═══ Listed records ═══

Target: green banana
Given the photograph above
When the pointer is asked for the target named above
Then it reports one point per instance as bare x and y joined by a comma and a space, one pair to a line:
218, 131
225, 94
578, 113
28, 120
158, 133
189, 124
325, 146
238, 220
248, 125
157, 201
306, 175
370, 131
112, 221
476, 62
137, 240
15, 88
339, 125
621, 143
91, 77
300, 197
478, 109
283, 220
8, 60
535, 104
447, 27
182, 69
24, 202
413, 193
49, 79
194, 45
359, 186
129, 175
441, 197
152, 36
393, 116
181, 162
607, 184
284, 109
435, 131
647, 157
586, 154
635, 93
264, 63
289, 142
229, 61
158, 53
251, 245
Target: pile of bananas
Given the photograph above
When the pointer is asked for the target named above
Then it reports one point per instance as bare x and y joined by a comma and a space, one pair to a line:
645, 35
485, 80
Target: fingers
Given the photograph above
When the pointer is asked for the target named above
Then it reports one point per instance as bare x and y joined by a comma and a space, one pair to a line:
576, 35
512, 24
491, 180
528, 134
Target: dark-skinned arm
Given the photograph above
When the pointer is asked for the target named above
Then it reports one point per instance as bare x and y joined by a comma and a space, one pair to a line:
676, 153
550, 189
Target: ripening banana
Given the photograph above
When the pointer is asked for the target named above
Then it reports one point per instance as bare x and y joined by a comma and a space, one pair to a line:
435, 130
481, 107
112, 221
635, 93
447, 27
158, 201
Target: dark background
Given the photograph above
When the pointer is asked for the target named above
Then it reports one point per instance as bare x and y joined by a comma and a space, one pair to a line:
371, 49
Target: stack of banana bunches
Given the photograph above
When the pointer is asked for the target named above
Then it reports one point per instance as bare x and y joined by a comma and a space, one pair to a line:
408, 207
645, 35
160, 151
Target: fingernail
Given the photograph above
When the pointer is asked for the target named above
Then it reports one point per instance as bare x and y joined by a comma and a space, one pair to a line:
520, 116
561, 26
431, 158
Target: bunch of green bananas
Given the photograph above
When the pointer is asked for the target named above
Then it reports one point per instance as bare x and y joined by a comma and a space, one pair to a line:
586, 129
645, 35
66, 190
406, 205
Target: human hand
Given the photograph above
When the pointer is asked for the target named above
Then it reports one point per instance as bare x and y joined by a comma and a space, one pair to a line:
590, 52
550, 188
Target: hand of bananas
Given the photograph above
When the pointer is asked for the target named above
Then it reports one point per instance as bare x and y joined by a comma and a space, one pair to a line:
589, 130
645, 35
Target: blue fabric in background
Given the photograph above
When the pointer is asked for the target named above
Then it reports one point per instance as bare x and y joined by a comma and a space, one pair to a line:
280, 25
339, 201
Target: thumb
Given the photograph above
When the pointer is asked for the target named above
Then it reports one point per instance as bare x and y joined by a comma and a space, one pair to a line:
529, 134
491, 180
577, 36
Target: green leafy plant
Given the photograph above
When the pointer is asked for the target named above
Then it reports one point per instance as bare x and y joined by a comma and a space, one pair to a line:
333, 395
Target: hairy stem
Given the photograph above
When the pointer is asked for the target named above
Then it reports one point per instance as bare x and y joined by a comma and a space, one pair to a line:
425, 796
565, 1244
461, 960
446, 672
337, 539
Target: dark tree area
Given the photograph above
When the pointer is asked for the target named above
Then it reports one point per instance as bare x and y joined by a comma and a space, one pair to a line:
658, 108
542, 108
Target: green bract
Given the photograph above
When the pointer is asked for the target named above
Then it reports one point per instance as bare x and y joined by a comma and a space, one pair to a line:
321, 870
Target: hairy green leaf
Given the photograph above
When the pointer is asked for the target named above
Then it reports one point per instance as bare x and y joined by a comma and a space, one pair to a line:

═══

Take the entries and copy them out exactly.

Target: green banana
Given the photograph above
When the pointer is asked for the target named above
Then it reports one point per instance as bare x and y joined by a comma and a space, one pair to a line:
218, 131
225, 94
578, 113
28, 120
158, 133
189, 124
325, 146
238, 220
248, 125
157, 201
306, 175
370, 131
112, 221
476, 62
137, 240
15, 88
339, 125
621, 143
91, 77
300, 197
478, 109
283, 220
8, 60
535, 104
447, 27
182, 69
24, 202
413, 193
49, 79
194, 45
359, 186
129, 175
441, 197
152, 36
393, 116
181, 162
607, 184
284, 109
435, 131
647, 157
586, 154
635, 93
264, 63
289, 142
229, 61
158, 53
251, 245
Target: pile of bananas
Given the photograph above
When the pointer is asked for the target named above
Then it reports one point per instance as bare x and y joined by a comma and a space, one pair to a line:
645, 35
485, 80
Target: fingers
Given the photograph above
When the pointer is asked for the target named above
Then it reports one point per instance as bare x and y joined by a comma and a space, one pair to a line:
576, 35
512, 24
491, 180
528, 134
Target: dark-skinned arm
Given the photograph above
When the pointer is asked for the target named above
Then it reports one point per instance as bare x and y joined by a comma and a space, one pair to a line:
676, 153
550, 189
Target: ripening banana
Given the photograph above
When the pointer is asked for the target named above
Then it reports one point per instance as bare x and y joined by a comma and a space, one pair to a line:
435, 130
481, 107
112, 221
635, 93
447, 27
158, 201
Target: dark background
Given the photograph above
When the pointer is asked for the target named above
Then it reports one point per instance as bare x and y joined by a comma and a space, one pair to a line:
371, 49
Target: stack of banana bunches
Given the photograph above
When the pointer is asked for the target named above
Then it reports one point per instance as bare x and y joined by a comma and a space, one pair to a line:
408, 207
645, 35
160, 151
Target: fingernail
Given the photograph above
When the pointer is asked for the target named above
Then it reports one point per instance as bare x and y joined by a comma and a space, one pair to a line:
520, 116
561, 26
431, 158
Target: bunch of green bananas
Given the photograph above
When the pointer is asked for the target named above
Then it reports one point per instance as bare x and y joined by a comma and a space, one pair to a line:
586, 129
645, 35
66, 190
406, 205
Target: human hand
Given the photograph above
When the pointer is asked for the target named above
Then it reports one point per instance as bare x and y joined by a comma and a space, one pair to a line:
590, 52
550, 188
Target: hand of bananas
Given the photograph above
When the pointer is asked for the target named above
Then it reports one point per instance as bare x and y joined by a comma and a space, one pair to a line:
589, 130
645, 35
Target: blue fabric in background
Given the photograph above
When the pointer is asked for the target named above
Then it reports one point per instance as bare x and y joined by a comma and a space, one pair to a line:
280, 25
339, 201
Target: thumb
Given the photograph above
When the pointer is asked for the target named above
Then it reports one point per instance as bare x and y joined by a comma and a space, one pair to a line:
529, 134
491, 180
577, 36
Target: green leafy plant
Given the photograph above
When the pointer is asked for the target named above
Then it reports one point per instance as bare x and y joined by a comma and a space, one pair to a line:
333, 395
Target: hairy stem
Given the photograph above
When the pointer is asked for the target named above
Then it reports one point per instance as bare x and y joined by a comma and a space, one pair to a line:
425, 796
565, 1244
461, 960
446, 672
337, 539
Target: dark tree area
Given the photograph above
When the pointer is asked for the target named above
Then it reports one point per instance as bare x and y joined by a comma and a space, one pair to a line:
658, 108
542, 108
Target: green bract
Given the photograph above
When the pointer is asked for the target named above
Then it reports one point per instance as bare x and y joined by a comma and a space, one pair to a line:
321, 870
Target: hairy green leaf
Given the photograph above
When the pointer is asked for the target named above
Then it reports one point per instance as bare x and y joined by a comma and a space, one pair to a line:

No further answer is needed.